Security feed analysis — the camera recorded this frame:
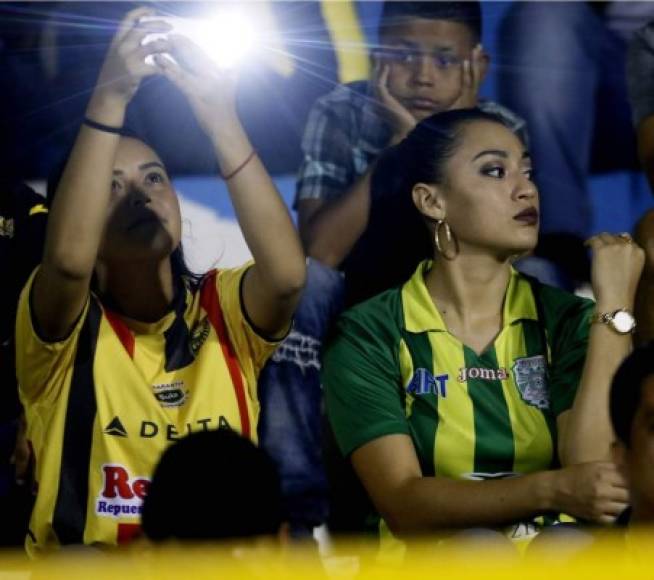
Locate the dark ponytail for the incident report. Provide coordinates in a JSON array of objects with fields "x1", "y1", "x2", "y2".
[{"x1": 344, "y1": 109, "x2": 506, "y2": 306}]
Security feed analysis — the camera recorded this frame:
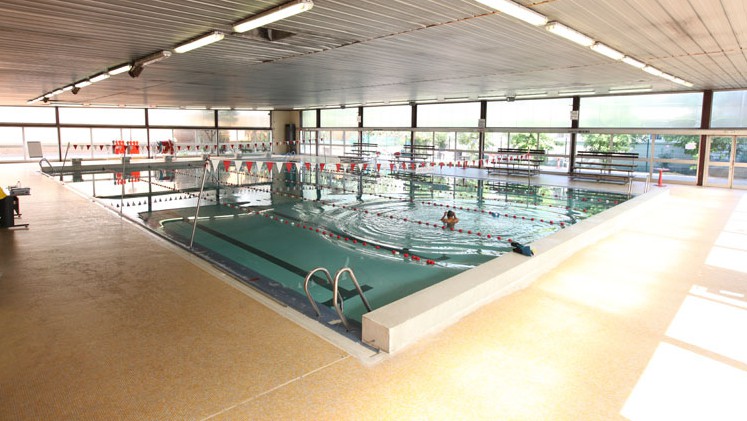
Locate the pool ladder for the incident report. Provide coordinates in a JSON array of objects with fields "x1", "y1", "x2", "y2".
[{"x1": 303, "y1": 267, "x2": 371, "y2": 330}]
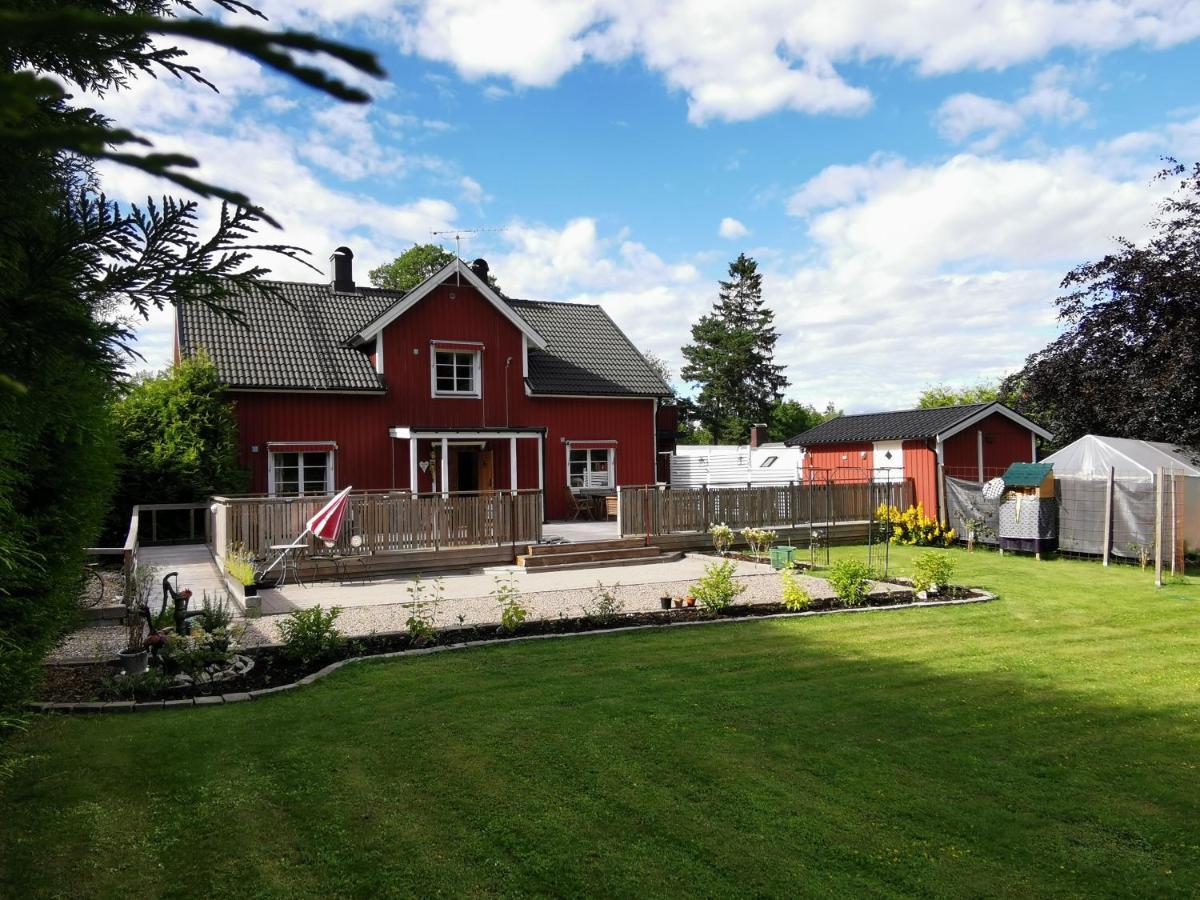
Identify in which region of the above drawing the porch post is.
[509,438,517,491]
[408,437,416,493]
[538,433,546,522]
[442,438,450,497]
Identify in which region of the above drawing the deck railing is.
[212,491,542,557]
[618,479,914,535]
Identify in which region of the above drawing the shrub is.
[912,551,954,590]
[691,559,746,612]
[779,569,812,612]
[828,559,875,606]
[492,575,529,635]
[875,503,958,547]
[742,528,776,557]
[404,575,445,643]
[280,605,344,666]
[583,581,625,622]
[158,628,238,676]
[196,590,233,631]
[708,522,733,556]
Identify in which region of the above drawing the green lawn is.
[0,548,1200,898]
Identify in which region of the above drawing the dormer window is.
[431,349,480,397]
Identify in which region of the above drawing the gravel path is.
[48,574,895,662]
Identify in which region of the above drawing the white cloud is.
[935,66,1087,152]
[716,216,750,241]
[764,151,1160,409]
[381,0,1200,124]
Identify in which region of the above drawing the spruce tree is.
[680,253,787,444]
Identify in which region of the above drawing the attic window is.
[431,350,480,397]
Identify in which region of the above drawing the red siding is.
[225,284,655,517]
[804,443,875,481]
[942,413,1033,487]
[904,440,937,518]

- - -

=== TASK INSTRUCTIONS ===
Copy all of the items above word for word, leaving the pictures out of your answer.

=== EXERCISE RESULT ===
Security feed analysis — the camera recorded this frame:
Locate the dark ponytail for the incident report. Provide coordinates in a JSON array of objects with fields "x1", "y1", "x2", "y2".
[{"x1": 344, "y1": 109, "x2": 506, "y2": 306}]
Security feed analysis — the camera recorded this frame:
Locate the pool ladder for the incident report. Provide coordinates in a JSON array of objects with fields "x1", "y1", "x2", "y2".
[{"x1": 303, "y1": 267, "x2": 371, "y2": 330}]
Identify in which region of the above drawing the porch post is.
[509,438,517,491]
[408,437,416,493]
[538,433,546,522]
[442,438,450,497]
Identify in which region of the above drawing the deck railing is.
[212,491,542,557]
[618,479,914,535]
Identify in which region of the above drawing the shrub is.
[912,551,954,590]
[691,559,746,612]
[779,569,812,612]
[828,559,875,606]
[492,575,529,635]
[875,503,958,547]
[742,528,776,557]
[404,575,445,643]
[280,605,344,666]
[583,581,625,622]
[158,628,238,676]
[196,590,233,631]
[708,522,733,556]
Identify in which region of the above drawing the green lawn is.
[0,548,1200,898]
Identify in which region of the above drawing the dormer window is.
[431,349,480,397]
Identify in which region of the above drawing the gravel path is.
[48,574,895,662]
Identify in which region of the above drawing the white cloud is.
[935,66,1087,152]
[716,216,750,241]
[764,151,1160,409]
[381,0,1200,124]
Identify in which region of the above drawing the spruce tree is.
[680,253,787,444]
Identify in which region of the above drawing the attic window is.
[431,350,480,397]
Identify in which region of the above drawing the red siding is.
[225,284,655,517]
[804,443,875,481]
[942,413,1033,487]
[904,440,937,518]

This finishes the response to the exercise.